--- BEGIN DATA SHOWN ---
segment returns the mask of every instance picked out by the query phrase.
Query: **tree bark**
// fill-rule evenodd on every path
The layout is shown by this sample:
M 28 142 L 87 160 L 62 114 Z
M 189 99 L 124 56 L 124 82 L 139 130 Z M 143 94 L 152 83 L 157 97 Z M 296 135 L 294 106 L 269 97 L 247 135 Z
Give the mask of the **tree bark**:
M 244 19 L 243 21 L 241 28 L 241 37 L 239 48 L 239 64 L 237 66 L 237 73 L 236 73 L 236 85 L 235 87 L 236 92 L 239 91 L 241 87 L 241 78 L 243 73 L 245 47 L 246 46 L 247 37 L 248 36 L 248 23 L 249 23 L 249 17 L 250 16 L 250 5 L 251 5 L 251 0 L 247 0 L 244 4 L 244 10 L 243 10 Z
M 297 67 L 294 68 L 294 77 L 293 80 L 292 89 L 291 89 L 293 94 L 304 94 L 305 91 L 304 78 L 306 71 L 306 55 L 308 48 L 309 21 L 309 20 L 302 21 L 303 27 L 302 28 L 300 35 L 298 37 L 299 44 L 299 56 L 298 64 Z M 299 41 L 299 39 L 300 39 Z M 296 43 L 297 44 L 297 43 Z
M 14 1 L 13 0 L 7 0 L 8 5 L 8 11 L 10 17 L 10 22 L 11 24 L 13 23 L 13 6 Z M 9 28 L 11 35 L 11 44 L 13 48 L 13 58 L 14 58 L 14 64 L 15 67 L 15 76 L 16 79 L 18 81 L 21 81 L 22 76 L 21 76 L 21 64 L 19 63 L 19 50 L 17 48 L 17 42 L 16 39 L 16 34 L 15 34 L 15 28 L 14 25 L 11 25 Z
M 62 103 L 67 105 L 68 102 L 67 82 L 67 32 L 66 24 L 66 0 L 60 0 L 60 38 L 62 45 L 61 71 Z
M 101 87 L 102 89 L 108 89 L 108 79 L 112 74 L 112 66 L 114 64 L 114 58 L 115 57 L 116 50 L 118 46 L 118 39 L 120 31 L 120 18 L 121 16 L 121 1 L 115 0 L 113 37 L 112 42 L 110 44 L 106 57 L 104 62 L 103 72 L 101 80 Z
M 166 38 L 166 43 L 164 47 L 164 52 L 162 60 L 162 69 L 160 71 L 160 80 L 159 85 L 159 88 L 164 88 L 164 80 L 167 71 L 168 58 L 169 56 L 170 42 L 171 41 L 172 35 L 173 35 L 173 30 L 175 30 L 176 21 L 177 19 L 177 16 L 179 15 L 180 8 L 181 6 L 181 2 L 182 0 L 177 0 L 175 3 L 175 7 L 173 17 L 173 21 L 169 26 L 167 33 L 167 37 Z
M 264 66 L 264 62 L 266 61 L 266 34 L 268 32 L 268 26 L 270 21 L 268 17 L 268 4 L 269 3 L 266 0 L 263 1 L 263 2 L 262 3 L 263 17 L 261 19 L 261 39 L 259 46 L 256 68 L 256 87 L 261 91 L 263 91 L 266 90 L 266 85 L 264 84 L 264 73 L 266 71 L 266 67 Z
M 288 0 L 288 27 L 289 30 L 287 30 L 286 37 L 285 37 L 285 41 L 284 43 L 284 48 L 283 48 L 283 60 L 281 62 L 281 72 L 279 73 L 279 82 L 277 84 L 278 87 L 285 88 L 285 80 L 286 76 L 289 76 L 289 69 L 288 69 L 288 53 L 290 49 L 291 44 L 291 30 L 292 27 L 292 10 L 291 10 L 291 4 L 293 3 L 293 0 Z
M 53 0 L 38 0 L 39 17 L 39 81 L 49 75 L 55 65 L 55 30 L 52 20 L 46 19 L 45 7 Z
--- END DATA SHOWN ---
• [EXERCISE INSTRUCTIONS]:
Copy the listing from its first line through the line containing "M 244 19 L 243", changing "sample" to "example" and leaving everything else the same.

• [ANSWER]:
segment returns the mask of every instance picked out by the query phrase.
Query: **tree bark**
// fill-rule evenodd on every path
The layout is shown by this example:
M 28 142 L 87 160 L 62 114 Z
M 189 99 L 124 56 L 124 82 L 139 130 Z M 143 94 L 152 83 L 157 97 Z M 296 135 L 294 106 L 269 97 L 247 135 Z
Give the mask of the **tree bark**:
M 244 19 L 243 21 L 241 28 L 241 37 L 239 48 L 239 64 L 237 66 L 237 73 L 236 73 L 236 85 L 235 87 L 236 92 L 239 91 L 241 87 L 241 78 L 243 73 L 245 47 L 246 46 L 247 37 L 248 36 L 248 23 L 249 23 L 249 17 L 250 16 L 250 5 L 251 5 L 251 0 L 247 0 L 244 4 L 244 10 L 243 10 Z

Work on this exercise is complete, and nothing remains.